# To do:
Look through the entries for the line containing "Could you indicate the blue stripe". Then output that line and every line after it, exactly, to the end.
· · · ·
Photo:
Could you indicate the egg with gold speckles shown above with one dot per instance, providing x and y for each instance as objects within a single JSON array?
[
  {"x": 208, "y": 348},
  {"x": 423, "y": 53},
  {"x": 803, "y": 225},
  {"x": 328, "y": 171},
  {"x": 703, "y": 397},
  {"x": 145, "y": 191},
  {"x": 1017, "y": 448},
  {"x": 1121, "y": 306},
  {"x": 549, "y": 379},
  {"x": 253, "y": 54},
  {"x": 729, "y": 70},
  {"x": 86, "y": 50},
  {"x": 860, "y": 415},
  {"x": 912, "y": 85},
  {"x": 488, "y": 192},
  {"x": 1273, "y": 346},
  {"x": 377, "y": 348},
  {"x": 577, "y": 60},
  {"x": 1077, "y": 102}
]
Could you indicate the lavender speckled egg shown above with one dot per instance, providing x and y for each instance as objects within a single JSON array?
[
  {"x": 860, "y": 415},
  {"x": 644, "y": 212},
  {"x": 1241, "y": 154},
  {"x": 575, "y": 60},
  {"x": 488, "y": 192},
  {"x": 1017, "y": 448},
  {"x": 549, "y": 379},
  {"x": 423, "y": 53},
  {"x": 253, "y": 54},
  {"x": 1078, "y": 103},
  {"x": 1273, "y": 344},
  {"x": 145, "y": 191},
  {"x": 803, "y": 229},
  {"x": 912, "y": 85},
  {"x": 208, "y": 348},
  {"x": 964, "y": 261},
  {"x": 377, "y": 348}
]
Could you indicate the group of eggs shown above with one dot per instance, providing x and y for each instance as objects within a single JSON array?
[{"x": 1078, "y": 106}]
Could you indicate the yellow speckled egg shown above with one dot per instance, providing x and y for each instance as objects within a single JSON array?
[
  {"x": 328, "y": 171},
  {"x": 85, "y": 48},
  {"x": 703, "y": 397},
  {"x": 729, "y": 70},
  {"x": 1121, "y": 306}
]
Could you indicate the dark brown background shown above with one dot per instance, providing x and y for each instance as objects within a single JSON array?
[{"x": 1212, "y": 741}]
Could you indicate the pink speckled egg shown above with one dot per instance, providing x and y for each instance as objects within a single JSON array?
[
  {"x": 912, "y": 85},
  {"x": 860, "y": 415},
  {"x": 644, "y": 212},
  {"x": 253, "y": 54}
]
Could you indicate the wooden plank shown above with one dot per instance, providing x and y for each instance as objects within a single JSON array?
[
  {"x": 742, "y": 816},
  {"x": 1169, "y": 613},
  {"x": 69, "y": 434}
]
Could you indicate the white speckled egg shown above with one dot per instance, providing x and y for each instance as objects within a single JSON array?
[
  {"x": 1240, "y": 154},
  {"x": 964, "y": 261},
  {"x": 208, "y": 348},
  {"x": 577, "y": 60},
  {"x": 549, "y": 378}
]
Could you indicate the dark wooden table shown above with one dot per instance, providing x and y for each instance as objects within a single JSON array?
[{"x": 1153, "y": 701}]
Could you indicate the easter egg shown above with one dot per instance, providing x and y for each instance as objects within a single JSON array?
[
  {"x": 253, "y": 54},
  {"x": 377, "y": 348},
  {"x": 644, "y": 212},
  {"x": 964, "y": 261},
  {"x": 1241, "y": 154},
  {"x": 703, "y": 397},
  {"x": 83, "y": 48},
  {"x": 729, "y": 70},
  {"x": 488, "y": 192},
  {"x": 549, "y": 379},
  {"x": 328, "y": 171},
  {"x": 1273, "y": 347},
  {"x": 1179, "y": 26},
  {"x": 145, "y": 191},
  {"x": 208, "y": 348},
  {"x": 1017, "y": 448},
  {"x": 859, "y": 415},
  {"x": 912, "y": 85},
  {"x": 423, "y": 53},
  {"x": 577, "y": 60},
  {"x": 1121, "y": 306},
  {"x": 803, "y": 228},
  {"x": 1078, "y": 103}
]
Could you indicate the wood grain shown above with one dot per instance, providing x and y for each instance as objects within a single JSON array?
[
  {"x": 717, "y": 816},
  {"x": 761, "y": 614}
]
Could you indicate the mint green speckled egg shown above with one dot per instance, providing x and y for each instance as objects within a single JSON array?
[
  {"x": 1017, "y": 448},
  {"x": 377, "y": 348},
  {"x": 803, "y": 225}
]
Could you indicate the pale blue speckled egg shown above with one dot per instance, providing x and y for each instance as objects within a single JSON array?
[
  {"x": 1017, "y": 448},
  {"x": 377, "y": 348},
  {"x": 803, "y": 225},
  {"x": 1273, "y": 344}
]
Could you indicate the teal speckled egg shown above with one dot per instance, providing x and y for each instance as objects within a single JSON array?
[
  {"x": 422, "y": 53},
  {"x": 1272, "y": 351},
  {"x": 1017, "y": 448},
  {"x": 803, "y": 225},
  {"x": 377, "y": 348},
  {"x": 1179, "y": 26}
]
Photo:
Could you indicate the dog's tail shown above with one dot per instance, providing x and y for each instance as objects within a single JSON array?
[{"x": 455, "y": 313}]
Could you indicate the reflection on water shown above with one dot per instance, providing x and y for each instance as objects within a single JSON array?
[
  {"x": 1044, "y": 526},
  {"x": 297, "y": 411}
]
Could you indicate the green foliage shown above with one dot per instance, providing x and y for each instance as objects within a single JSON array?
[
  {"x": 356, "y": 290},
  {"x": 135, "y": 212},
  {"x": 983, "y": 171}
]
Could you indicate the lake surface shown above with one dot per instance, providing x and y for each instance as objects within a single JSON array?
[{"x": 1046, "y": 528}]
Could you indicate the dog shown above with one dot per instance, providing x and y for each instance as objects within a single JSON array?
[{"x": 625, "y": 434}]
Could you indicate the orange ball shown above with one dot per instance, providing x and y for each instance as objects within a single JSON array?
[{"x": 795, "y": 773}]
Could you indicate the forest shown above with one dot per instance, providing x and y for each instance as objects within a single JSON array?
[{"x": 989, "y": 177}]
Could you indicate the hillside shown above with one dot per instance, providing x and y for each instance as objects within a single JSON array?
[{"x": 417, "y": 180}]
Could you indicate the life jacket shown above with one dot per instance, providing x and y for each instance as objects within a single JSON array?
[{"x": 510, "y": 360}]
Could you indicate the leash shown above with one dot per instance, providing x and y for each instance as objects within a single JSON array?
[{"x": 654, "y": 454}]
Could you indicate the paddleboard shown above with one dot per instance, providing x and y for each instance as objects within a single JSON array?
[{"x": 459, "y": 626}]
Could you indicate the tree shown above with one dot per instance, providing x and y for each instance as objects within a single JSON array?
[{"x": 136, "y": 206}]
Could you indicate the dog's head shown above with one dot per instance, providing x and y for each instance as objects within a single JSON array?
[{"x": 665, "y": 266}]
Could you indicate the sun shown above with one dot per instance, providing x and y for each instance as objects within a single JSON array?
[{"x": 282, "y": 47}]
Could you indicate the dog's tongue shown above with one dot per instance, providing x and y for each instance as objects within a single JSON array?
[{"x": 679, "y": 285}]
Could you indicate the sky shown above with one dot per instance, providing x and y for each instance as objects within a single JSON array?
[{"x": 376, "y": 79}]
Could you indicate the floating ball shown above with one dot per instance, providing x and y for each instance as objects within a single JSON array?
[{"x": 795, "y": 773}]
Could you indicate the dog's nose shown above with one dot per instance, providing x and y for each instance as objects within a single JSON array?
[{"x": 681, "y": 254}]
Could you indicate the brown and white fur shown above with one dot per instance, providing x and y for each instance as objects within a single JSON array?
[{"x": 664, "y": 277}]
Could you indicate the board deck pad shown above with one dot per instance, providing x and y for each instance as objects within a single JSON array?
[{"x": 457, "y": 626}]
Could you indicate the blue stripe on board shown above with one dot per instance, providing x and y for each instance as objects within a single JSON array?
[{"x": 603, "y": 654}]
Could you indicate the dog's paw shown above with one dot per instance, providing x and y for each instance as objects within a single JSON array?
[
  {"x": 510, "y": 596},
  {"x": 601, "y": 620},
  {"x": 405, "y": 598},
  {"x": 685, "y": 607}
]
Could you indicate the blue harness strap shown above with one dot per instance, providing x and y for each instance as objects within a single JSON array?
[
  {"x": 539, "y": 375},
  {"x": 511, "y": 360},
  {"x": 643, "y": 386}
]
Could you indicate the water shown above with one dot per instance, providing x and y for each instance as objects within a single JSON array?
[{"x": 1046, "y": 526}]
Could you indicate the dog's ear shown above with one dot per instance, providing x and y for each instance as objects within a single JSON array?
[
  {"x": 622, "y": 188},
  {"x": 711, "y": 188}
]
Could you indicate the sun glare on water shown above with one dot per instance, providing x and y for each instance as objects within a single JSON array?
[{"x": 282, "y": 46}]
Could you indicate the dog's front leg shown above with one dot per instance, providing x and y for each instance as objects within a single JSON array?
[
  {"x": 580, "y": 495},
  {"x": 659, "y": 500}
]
· · · ·
# Answer to this problem:
Could you indicate the blue stripe on board shown above with one dot per instance, providing x and y for each instance as objects within a single JSON array?
[{"x": 603, "y": 654}]
Could you indicate the dog's paw shown above with one dot per instance, providing x and y for each instance as objects within a single JSON array?
[
  {"x": 510, "y": 596},
  {"x": 601, "y": 620},
  {"x": 405, "y": 598},
  {"x": 685, "y": 607}
]
Could you indicate the blue harness strap shown above with one dot per instance, providing x and y for each instance as objects within a single JSON array?
[
  {"x": 539, "y": 375},
  {"x": 511, "y": 360},
  {"x": 643, "y": 386}
]
Could you indicate the water shown above with one dot per instance, providing x and y for each instance as objects within a single JSON array?
[{"x": 1046, "y": 526}]
Could you indicate the dog's ear shown above with one dot per instance, providing x and y for each instance as objects within a single JSON array?
[
  {"x": 622, "y": 188},
  {"x": 711, "y": 188}
]
Could you indicate the sun glare on water shown above with one dot per instance, providing x and y for each instance as objects within a single JSON array?
[{"x": 282, "y": 46}]
Could you indicate the dog's front leg shown above with one dot per instance, providing x and y for each instance as objects within a single JSON array?
[
  {"x": 580, "y": 495},
  {"x": 659, "y": 500}
]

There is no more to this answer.